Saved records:
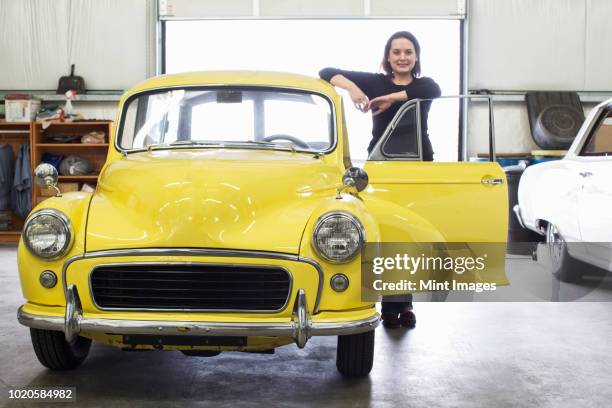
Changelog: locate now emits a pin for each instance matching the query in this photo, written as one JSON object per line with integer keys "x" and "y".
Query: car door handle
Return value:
{"x": 492, "y": 181}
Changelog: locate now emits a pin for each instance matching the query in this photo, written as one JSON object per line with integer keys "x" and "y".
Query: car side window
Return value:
{"x": 403, "y": 140}
{"x": 600, "y": 140}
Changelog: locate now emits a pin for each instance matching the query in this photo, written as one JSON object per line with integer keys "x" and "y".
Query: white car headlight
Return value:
{"x": 338, "y": 237}
{"x": 48, "y": 234}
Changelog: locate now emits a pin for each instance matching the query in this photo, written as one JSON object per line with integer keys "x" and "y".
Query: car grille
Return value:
{"x": 191, "y": 286}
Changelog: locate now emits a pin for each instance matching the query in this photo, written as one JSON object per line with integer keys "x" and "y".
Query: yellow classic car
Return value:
{"x": 228, "y": 217}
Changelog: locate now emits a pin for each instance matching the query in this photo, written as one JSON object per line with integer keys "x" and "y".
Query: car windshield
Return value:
{"x": 228, "y": 117}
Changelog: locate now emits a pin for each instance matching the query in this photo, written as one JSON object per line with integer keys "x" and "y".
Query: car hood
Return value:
{"x": 236, "y": 199}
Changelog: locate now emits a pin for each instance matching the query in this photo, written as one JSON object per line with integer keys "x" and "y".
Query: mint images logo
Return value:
{"x": 397, "y": 268}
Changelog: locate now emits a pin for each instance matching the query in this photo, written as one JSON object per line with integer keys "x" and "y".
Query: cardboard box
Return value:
{"x": 21, "y": 110}
{"x": 64, "y": 188}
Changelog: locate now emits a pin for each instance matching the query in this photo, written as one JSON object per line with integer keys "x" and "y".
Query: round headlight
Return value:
{"x": 338, "y": 237}
{"x": 48, "y": 234}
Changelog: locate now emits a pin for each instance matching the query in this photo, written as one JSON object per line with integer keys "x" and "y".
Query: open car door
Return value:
{"x": 463, "y": 201}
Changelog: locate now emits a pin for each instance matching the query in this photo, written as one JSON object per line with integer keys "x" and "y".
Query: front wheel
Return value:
{"x": 566, "y": 268}
{"x": 355, "y": 354}
{"x": 54, "y": 352}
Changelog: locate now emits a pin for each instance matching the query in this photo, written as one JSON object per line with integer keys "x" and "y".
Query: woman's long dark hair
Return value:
{"x": 386, "y": 66}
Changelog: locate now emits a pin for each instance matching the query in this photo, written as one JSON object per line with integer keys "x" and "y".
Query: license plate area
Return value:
{"x": 148, "y": 340}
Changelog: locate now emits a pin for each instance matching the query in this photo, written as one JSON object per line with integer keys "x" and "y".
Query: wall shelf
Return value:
{"x": 51, "y": 96}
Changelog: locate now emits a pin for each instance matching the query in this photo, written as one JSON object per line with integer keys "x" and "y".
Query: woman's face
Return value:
{"x": 402, "y": 56}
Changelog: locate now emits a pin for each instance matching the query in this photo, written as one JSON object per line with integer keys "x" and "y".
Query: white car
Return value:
{"x": 569, "y": 201}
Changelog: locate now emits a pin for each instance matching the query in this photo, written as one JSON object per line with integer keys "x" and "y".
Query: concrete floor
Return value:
{"x": 494, "y": 354}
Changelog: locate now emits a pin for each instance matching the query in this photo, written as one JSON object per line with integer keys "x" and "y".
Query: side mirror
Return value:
{"x": 46, "y": 176}
{"x": 355, "y": 177}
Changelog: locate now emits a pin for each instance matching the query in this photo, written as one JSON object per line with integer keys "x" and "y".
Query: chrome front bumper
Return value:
{"x": 300, "y": 328}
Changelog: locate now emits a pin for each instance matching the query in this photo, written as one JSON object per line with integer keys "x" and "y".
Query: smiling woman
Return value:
{"x": 304, "y": 46}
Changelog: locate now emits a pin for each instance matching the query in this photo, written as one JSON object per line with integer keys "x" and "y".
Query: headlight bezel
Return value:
{"x": 66, "y": 224}
{"x": 322, "y": 219}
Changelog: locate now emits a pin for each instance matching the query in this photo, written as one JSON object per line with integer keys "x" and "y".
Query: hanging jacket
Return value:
{"x": 22, "y": 182}
{"x": 7, "y": 166}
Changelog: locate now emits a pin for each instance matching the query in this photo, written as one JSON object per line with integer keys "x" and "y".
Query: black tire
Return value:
{"x": 566, "y": 268}
{"x": 55, "y": 353}
{"x": 355, "y": 354}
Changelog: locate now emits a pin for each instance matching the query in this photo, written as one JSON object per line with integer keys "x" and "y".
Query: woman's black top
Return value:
{"x": 374, "y": 85}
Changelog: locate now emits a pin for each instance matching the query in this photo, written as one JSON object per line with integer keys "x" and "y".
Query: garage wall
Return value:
{"x": 189, "y": 9}
{"x": 110, "y": 41}
{"x": 521, "y": 45}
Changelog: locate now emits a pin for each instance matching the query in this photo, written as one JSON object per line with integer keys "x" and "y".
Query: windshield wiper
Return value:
{"x": 178, "y": 143}
{"x": 288, "y": 147}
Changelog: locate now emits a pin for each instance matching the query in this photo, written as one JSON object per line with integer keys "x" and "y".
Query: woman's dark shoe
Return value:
{"x": 391, "y": 320}
{"x": 407, "y": 319}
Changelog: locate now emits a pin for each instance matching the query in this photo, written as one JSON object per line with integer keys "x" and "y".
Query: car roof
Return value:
{"x": 255, "y": 78}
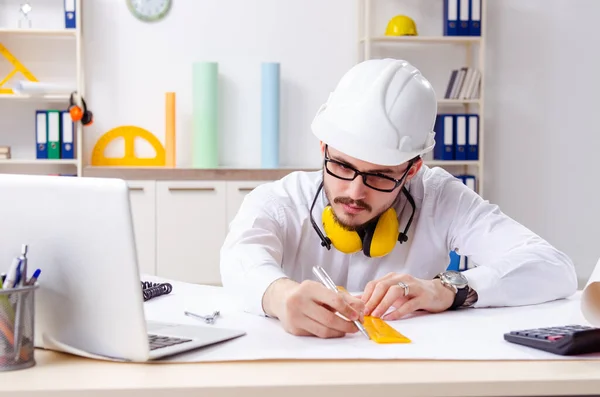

◆ WORK TO DO: Can you pick out and copy every line of the items above that contains the string "front"? Capitalization counts.

◆ ANSWER TO THE EXERCISE:
Query: front wheel
Query: chrome front bumper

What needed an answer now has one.